# [Written request]
Extract the entries in their exact form.

# [Data provided]
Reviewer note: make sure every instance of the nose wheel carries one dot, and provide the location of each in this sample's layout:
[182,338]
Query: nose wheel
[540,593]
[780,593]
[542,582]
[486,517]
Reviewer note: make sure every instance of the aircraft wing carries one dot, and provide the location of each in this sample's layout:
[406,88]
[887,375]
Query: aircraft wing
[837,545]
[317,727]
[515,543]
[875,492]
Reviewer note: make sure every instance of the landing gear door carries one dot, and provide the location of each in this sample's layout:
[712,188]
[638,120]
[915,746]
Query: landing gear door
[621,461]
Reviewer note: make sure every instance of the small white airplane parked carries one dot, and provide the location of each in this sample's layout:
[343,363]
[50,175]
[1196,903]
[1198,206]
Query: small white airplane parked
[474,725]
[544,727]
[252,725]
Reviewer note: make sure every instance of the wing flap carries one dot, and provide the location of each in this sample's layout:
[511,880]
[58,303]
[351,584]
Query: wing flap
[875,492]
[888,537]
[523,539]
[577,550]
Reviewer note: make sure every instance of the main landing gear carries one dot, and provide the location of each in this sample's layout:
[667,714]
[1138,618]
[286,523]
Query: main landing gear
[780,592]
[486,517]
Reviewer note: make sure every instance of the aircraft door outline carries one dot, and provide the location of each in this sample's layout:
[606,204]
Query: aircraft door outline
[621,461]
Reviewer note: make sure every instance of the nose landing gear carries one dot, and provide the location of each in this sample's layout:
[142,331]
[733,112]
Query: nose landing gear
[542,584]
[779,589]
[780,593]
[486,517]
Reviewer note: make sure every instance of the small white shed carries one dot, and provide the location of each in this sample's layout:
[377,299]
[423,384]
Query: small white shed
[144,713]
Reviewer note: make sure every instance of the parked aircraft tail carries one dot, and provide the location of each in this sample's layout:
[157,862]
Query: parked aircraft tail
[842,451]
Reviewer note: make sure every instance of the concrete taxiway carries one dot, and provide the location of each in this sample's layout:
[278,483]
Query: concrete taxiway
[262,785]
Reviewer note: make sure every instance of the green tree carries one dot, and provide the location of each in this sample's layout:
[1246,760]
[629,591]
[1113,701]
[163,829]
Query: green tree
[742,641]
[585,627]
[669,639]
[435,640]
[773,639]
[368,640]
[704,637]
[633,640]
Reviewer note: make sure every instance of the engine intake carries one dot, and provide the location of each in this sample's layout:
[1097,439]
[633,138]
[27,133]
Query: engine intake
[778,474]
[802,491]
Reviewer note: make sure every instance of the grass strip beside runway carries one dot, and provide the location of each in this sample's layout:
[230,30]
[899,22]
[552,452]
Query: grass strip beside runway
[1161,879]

# [Output for this task]
Reviewer note: make sure every instance of the nose wheel carries one dot, and provide the location of each in this sample's layout:
[182,338]
Query: nose wheel
[540,593]
[780,593]
[542,582]
[486,517]
Reviewer note: make sure every instance of the aircraft wing carries one dot, and provide the location of each in this sample's layout:
[406,88]
[887,375]
Query: aircraft wing
[837,545]
[317,727]
[515,543]
[875,492]
Reviewer note: make sure every instance of the landing gear door carries one dot, and provide the location of each in this sample's layout:
[712,188]
[638,120]
[915,746]
Query: landing gear door
[621,461]
Reviewer note: make sure every instance of the small white airplane parked carries one dot, and provide the location of each in this sample's layout:
[343,363]
[50,175]
[1196,903]
[1198,206]
Query: small white airplane parked
[474,725]
[544,727]
[252,725]
Reviewer note: make sure every instance of the wing flap carries one dot, and provide the location of each in this sample's layout:
[511,880]
[58,303]
[351,584]
Query: wing flap
[875,492]
[888,537]
[523,539]
[577,550]
Reviewer note: make sure every instance of the main landing gear carries one dot, and provide the location of each in this sample's layout:
[667,714]
[1138,618]
[286,523]
Query: main landing gear
[780,592]
[486,517]
Reviewer note: make sure every instance of the aircraft door outline carries one dot, and provide the location of each in this sample's layout:
[606,204]
Query: aircraft door outline
[621,461]
Reviewer note: make sure every instance of the nose landing gear carries one dot, and provide the location of each in this sample's layout:
[142,331]
[733,112]
Query: nose landing gear
[542,584]
[779,589]
[780,593]
[486,517]
Reviewer note: make sure every instance of the small white shed carries one dot, and provide the location of each in this sample's layout:
[377,299]
[423,384]
Query: small white shed
[144,713]
Reviewer note: make sure every instance of the parked aircraft tail carries one dot, and provide the location of each in this sample's layout:
[157,862]
Query: parked aircraft tail
[842,451]
Reviewer note: make sure every instance of the concrete taxiway carries one dot, and provide the location of each in this sample's layout:
[278,483]
Query: concrete taxiway
[262,785]
Reviewer note: make sure every instance of the green tree carries one dot, and provide the location of each in this sample's layout:
[1246,760]
[629,591]
[1113,701]
[163,829]
Query: green tree
[742,641]
[585,627]
[669,639]
[435,640]
[773,639]
[368,640]
[704,637]
[633,640]
Reviewer note: make sure every instance of the engine intake carries one dot, and provide the location of each in this sample's layout:
[1097,439]
[633,138]
[27,133]
Query: engine intake
[778,474]
[802,491]
Reviewer note: make sure every instance of the grass strip beside runway carries one dot, and provide the location of each in this sample's layout:
[230,30]
[899,22]
[552,452]
Query: grass strip beside runway
[1161,879]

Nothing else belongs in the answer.